> **EXTRACT**
<<<<
Society & Culture, Music Commentary, Music, Personal Journals

4.413.7K Ratings

🗓️ 7 March 2004

⏱️ 36 minutes

🧾️ Download transcript

Summary

Sue Lawley's castaway this week is a businessman who brought authentic Indian foods to our supermarkets - Sir Gulam Noon. An instinctive businessman, he was brought up in a complex family situation with a step-brother and sister who were also his half-siblings and a cousin who assumed a paternal role after his own father died. They were not well off, but they had managed until their father's death when Gulam was seven. After that, it was a struggle and as a young teenager Gulam would spend the evenings working in his family's two sweetshops in Bombay. He had an entrepreneurial eye and saw business opportunities to improve and expand.
>>>>
> **RAW RECORDS**
<<<<
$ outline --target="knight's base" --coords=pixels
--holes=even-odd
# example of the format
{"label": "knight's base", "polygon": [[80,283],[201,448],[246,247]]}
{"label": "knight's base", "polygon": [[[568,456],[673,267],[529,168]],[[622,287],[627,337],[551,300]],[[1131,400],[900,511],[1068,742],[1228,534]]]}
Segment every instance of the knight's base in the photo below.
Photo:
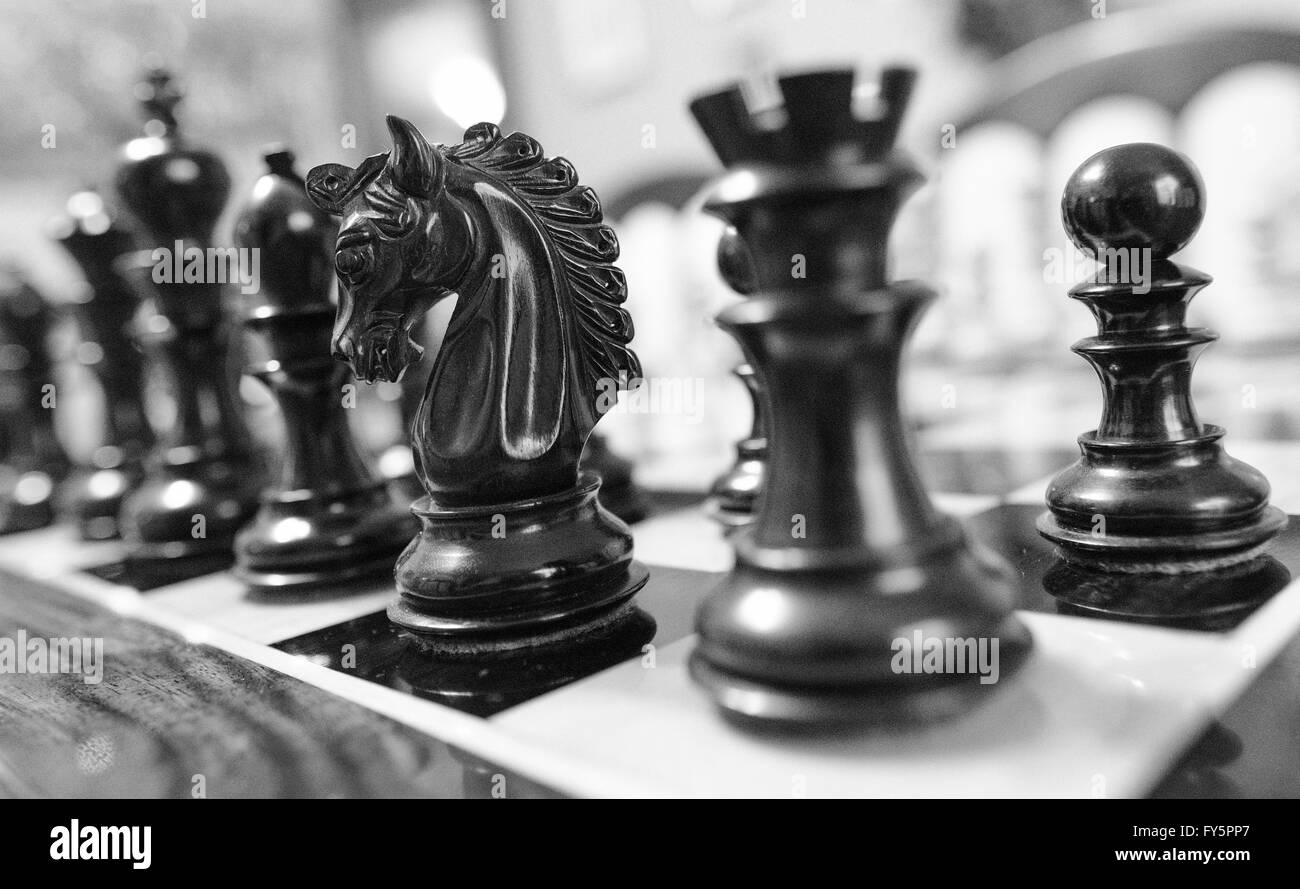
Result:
>>>>
> **WORK INSTRUCTIONS**
Rewrite the episode summary from "Society & Culture, Music" to "improve and expand.", putting "Mumbai" in place of "Bombay".

> **WRITTEN SOLUTION**
Society & Culture, Music Commentary, Music, Personal Journals

4.413.7K Ratings

🗓️ 7 March 2004

⏱️ 36 minutes

🧾️ Download transcript

Summary

Sue Lawley's castaway this week is a businessman who brought authentic Indian foods to our supermarkets - Sir Gulam Noon. An instinctive businessman, he was brought up in a complex family situation with a step-brother and sister who were also his half-siblings and a cousin who assumed a paternal role after his own father died. They were not well off, but they had managed until their father's death when Gulam was seven. After that, it was a struggle and as a young teenager Gulam would spend the evenings working in his family's two sweetshops in Mumbai. He had an entrepreneurial eye and saw business opportunities to improve and expand.